[EXERCISE DIRECTIONS] From first line to last, transcribe the listing exactly and skip any image.

[RAW DATA]
'''

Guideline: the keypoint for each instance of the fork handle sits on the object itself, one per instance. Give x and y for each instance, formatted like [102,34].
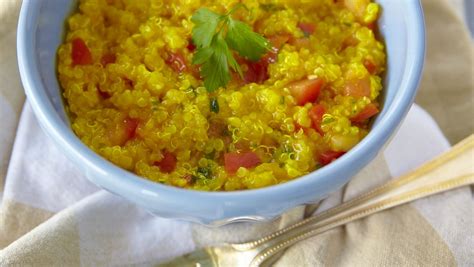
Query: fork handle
[452,170]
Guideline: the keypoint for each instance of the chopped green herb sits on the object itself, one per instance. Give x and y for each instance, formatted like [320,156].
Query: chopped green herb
[214,36]
[214,104]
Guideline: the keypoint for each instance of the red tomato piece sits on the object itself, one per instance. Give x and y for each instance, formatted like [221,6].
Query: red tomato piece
[301,43]
[107,59]
[168,163]
[130,126]
[358,88]
[316,115]
[81,55]
[233,161]
[306,91]
[103,94]
[329,156]
[307,28]
[369,111]
[176,62]
[277,41]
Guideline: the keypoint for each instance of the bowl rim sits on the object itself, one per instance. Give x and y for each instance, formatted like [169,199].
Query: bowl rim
[134,184]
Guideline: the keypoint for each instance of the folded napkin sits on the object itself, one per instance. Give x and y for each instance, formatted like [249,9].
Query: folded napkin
[50,215]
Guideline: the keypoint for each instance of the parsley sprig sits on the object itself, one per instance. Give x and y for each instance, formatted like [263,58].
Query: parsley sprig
[214,36]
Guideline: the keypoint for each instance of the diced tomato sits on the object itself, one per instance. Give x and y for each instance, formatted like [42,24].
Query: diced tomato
[370,66]
[103,94]
[177,62]
[81,55]
[107,59]
[301,43]
[348,42]
[277,41]
[307,28]
[369,111]
[233,161]
[329,156]
[306,91]
[168,163]
[257,72]
[130,128]
[316,115]
[372,26]
[358,88]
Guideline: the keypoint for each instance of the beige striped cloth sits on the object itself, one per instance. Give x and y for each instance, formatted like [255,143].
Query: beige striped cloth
[50,215]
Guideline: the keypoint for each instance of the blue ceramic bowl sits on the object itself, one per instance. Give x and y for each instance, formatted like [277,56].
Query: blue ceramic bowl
[40,31]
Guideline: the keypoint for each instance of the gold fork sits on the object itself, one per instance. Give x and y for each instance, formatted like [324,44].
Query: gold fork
[451,170]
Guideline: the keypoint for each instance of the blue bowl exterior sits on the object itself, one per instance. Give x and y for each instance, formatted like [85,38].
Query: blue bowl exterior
[39,34]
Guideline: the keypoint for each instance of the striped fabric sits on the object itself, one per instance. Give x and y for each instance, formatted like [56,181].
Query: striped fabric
[50,215]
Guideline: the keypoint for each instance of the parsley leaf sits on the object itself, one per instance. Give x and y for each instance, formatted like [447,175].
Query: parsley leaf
[206,23]
[215,69]
[215,35]
[242,39]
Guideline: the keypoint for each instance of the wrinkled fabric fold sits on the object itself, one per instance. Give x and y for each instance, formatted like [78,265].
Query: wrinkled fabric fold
[51,215]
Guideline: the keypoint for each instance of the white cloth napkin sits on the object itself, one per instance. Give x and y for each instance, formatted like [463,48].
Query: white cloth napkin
[92,227]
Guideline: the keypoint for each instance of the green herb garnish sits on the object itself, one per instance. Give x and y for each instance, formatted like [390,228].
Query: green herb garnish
[214,36]
[214,105]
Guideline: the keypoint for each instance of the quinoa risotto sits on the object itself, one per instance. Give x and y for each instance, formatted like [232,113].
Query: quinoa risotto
[135,97]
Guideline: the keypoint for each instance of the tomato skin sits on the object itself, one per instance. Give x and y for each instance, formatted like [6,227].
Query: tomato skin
[369,111]
[306,91]
[316,115]
[176,62]
[307,28]
[168,163]
[358,88]
[329,156]
[80,53]
[258,71]
[107,59]
[233,161]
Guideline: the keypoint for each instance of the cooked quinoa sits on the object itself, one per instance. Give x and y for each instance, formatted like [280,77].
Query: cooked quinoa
[135,98]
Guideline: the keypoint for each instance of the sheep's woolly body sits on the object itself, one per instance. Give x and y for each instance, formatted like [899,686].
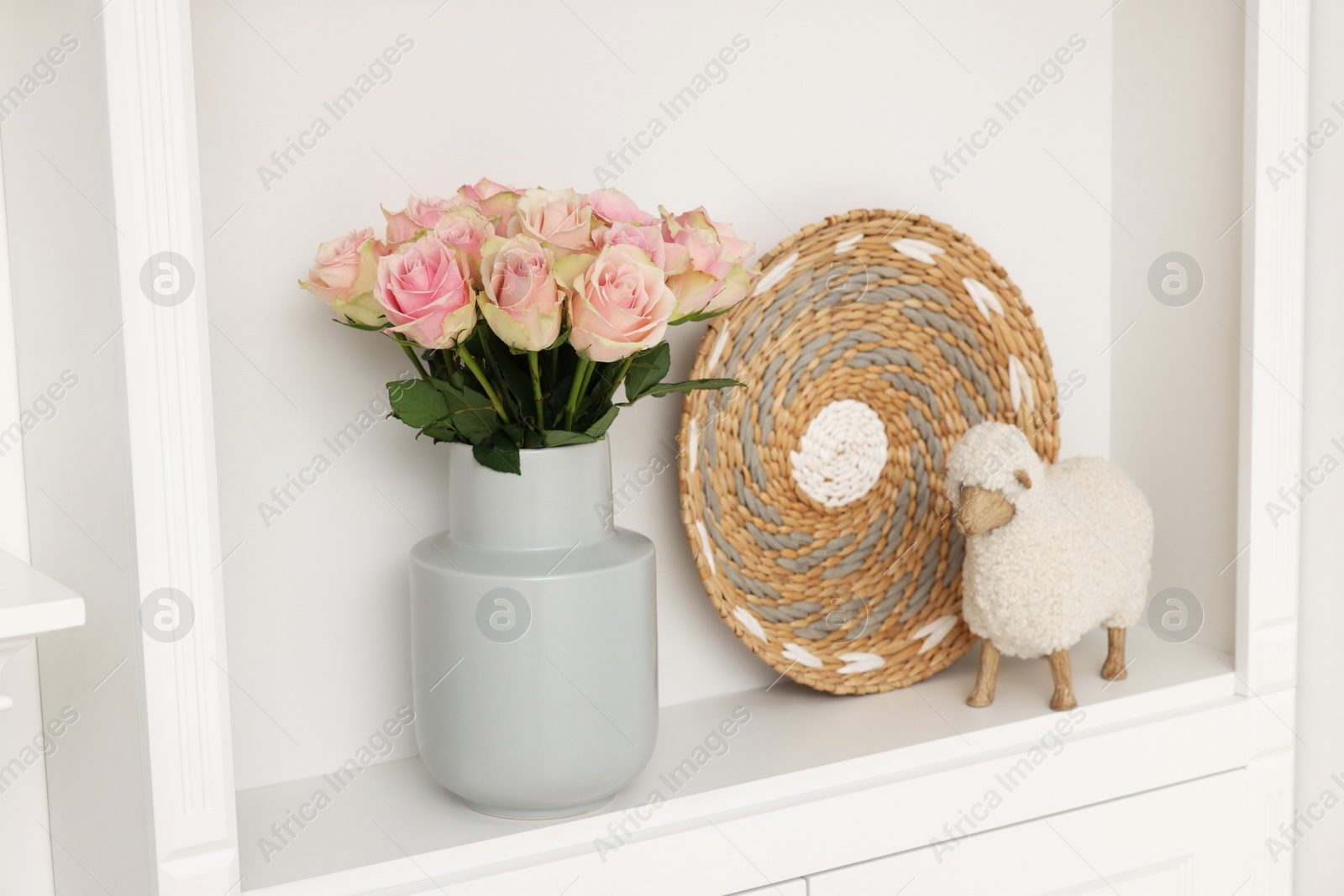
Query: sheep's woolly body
[1075,555]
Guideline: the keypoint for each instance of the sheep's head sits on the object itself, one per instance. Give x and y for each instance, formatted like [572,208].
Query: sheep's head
[988,470]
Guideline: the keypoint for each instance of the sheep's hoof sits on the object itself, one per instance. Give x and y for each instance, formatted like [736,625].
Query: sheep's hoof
[1115,671]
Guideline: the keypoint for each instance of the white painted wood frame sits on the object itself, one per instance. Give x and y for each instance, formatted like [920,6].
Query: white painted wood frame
[151,109]
[186,685]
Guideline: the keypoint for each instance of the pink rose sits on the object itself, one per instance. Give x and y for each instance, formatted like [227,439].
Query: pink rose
[491,199]
[427,291]
[613,207]
[718,277]
[420,214]
[344,273]
[465,228]
[620,305]
[522,301]
[561,217]
[669,257]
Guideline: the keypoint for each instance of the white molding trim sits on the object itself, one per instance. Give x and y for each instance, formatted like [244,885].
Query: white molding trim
[1273,301]
[152,121]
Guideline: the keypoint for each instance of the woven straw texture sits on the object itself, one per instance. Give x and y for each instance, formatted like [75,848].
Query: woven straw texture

'''

[YOUR SOLUTION]
Guideline: the keypoint for each instance of the fork handle sits on the object itself, one per instance. Give x and y for each instance, formatted like [102,34].
Query: fork handle
[452,170]
Guideline: the keypoint for each instance of the chopped green herb sits on the object itself, one per instance. Give x and y for each instance, formatted like [320,156].
Query: chopped green herb
[214,36]
[214,104]
Guideline: the keypoint for each instance of the red tomato piece sits on the object itself, one per instance. Give x and y for each instance, formatted like [221,6].
Query: red tomato piece
[301,43]
[107,59]
[168,163]
[130,126]
[358,88]
[316,115]
[81,55]
[233,161]
[306,91]
[103,94]
[329,156]
[307,28]
[369,111]
[176,62]
[277,41]
Guideline: the keypoint for each instance of the bowl rim sits on the object itself, one per instance. Give x and y for each instance, formatted like [169,199].
Query: bowl rim
[134,184]
Guideline: the keypoint for each instance of the folded napkin sits on the object itself, one per instance. Give x and y for each instance, formatted like [249,9].
Query: folded napkin
[50,215]
Guideline: the keypoint for each instance of the parsley sprig sits on the object itself, one per instance. Give x and y for each instance, formatted like [263,58].
Query: parsley sprig
[214,36]
Guideline: the keypoint for each instance of the diced tomato sits on the object itself, one per instance. Give x and y for each instance, formatted like [42,24].
Query: diced tomato
[370,66]
[103,94]
[177,62]
[81,55]
[107,59]
[301,43]
[348,42]
[277,41]
[307,28]
[369,111]
[233,161]
[329,156]
[306,91]
[168,163]
[257,72]
[130,128]
[316,115]
[372,26]
[358,88]
Guideline: the keypoint for each instance of the beige striped cloth sits on the object itself, one per instance. Give x and y for each instance, formatted like [255,143].
Query: beige striped cloth
[50,215]
Guideline: the keypoint for each instance of the blue ceramic bowl sits on the object itself, one per instance. Give x and y for each instance, formatted like [277,56].
Query: blue ceramic bowl
[40,31]
Guideline: the keypoint for each instance of the gold fork sits on the object itself, one per instance. Give x and y for each instance, formatted like [324,44].
Query: gold fork
[451,170]
Guideline: the keypoint for each instance of the blue bowl exterior sits on the object itself, one per instance. Give x and y for each instance, formatted like [85,38].
Query: blue bowl exterior
[39,34]
Guideline: the keypoint for each instance of the striped fabric sits on the object itself, one per instance. Give x and y for each instance, formatted like [56,181].
Query: striped fabric
[50,215]
Guideline: the keypoint for each instance of the parsley leaf sits on the object itself, one per instance. Give x and y for each instance, formatted like [447,175].
Query: parsley leaf
[206,23]
[215,69]
[215,35]
[242,39]
Guideline: the keypoint for each instance of the wrinkled fabric fold sits on the object itself, one per instance. Give x and y for each instance, formatted like [78,265].
Query: wrinkled fabric fold
[51,215]
Guideline: the keypoint for each instance of the white cloth napkin sits on the object itself, one per instance. Give x and y for each instance, formatted like [463,48].
Query: white cloth napkin
[92,227]
Guideline: the keypoint for each instance of the green herb garnish sits on the object itself, one per instance. Give x and y for each instance, formatted like [390,228].
Query: green herb garnish
[214,36]
[214,105]
Guideline: the keypoint for each instance of the quinoa risotto sits on the object itself, one per instance. Give x and y for each instance, formatted like [232,113].
Query: quinoa risotto
[135,97]
Guideline: the keypoint for each instance of the tomato skin sits on the object itself, one per instance. Give x and y for each instance, formatted like [6,227].
Query: tomato skin
[369,111]
[306,91]
[316,115]
[176,62]
[307,28]
[168,163]
[358,88]
[329,156]
[80,53]
[258,71]
[107,59]
[233,161]
Guideline: the keypoint for each instance of the cooked quinoa sits on the object itself, one per instance. Give x and y for each instance, formatted like [280,77].
Query: cooked quinoa
[135,98]
Guideline: the keypoint for each instance of the sheep's woolly body sits on the object itself, one per instance. Give x and y for each instance, formatted like [899,686].
Query: sheep's woolly body
[1075,555]
Guideline: the keypoint for each instance of the sheep's head sits on the object itself, one per instance. Give x and y for each instance, formatted like [572,208].
Query: sheep's head
[988,470]
Guideline: the keypoint for each instance of the sheep's hoof sits on the object itself, one per instance. Give x and y for each instance, formatted like [736,625].
Query: sheep's hoof
[1115,671]
Guideline: the keypoint for each instance of the white painted wood frame sits on the object itself, one per instance. Give x and y for each instance, formatted like [920,6].
Query: white painted wood frame
[151,109]
[186,685]
Guideline: the keypoint for each instance of the pink rose sits on the object itself, one per instance. Give x and y for each instance, formatted like [227,439].
Query: pink rose
[491,199]
[427,291]
[613,207]
[718,277]
[420,214]
[344,273]
[465,228]
[620,305]
[522,301]
[561,217]
[669,257]
Guideline: the keypoint for each instance of the white molding trim sits on the object itself, one per instance. Give x and y for each instance, formatted like [244,885].
Query: white molding trim
[1273,301]
[152,121]
Guideline: the keypoint for each instance of the woven straw texture sits on the object itself, one per instance. Give x and y for each instance, formatted like [75,848].
Query: woven straw texture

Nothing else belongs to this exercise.